## STATED GOAL 1
Translate this sentence from the JAA excerpt into Spanish: "In particular, these seven components can be used to ensure that relevant tasks of the GOVERN function are satisfied, even though no single unit has primary responsibility for them (i.e., they would otherwise slip through the cracks):"
## STATED GOAL 2
Write the next part of the JAA excerpt, picking up after its final bullet on third-party entity risks.
----- SOURCE EXCERPT
In many ways, a JAA parallels existing legal agreements when work occurs in a distributed fashion (e.g., contracts, spec sheets, etc.), but we propose that these should focus on accountability and responsibility obligations rather than technical or financial ones. In particular, these seven components can be used to ensure that relevant tasks of the GOVERN function are satisfied, even though no single unit has primary responsibility for them (i.e., they would otherwise slip through the cracks):

  • GOVERN 1.1 (Legal and Regulatory Requirements): Establish JAA alongside understanding, managing, and documenting legal and regulatory requirements.

  • GOVERN 4.1 (Fostering a Safety-first Mindset): Adhere to the agreed-upon standards to mitigate negative impacts.

  • GOVERN 6.1 (Third-Party Entity Risks): Define the responsibilities and obligations of third-party entities through JAA to ensure coordination, communication, and accountability.
----------
----- INFORMATION SUPPLIED
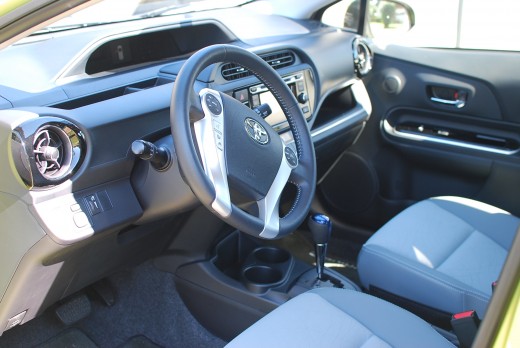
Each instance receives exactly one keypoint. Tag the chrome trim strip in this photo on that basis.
----------
## ANSWER 1
En particular, estos siete componentes pueden utilizarse para garantizar que se cumplan las tareas pertinentes de la función GOVERN, aunque ninguna unidad tenga por sí sola la responsabilidad principal de ellas (es decir, de lo contrario se pasarían por alto):

## ANSWER 2
More generally, in the scenario being discussed, the three entities—the model development team, the testing team, and the cybersecurity team—could decide to divide the NIST AI RMF functions among themselves using JAAs, which would lead to a more comprehensive approach to AI risk governance. This arrangement would allow each entity to focus on its specific areas of expertise, fostering better coordination and a more cohesive risk management strategy, while still ensuring that the overall project is ethical. For instance, the model development entity could oversee most of the GOVERN, MAP, and MEASURE functions. The testing entity could concentrate on the MEASURE and MANAGE functions. The cybersecurity entity could handle portions of the GOVERN and MANAGE functions. This division would ensure that each function gets the right expertise and promotes effective collaboration. It also clarifies roles, fostering accountability within the NIST AI RMF framework. Yet, with this clarity in roles comes the imperative of upholding their respective responsibilities. Any breach of the terms outlined in the JAA could invoke consequences pre-determined by the involved entities, varying from restorative measures for minor infractions to termination of the partnership or even initiation of legal proceedings for major breaches. This acts as a safeguard, ensuring accountability within the NIST AI RMF framework.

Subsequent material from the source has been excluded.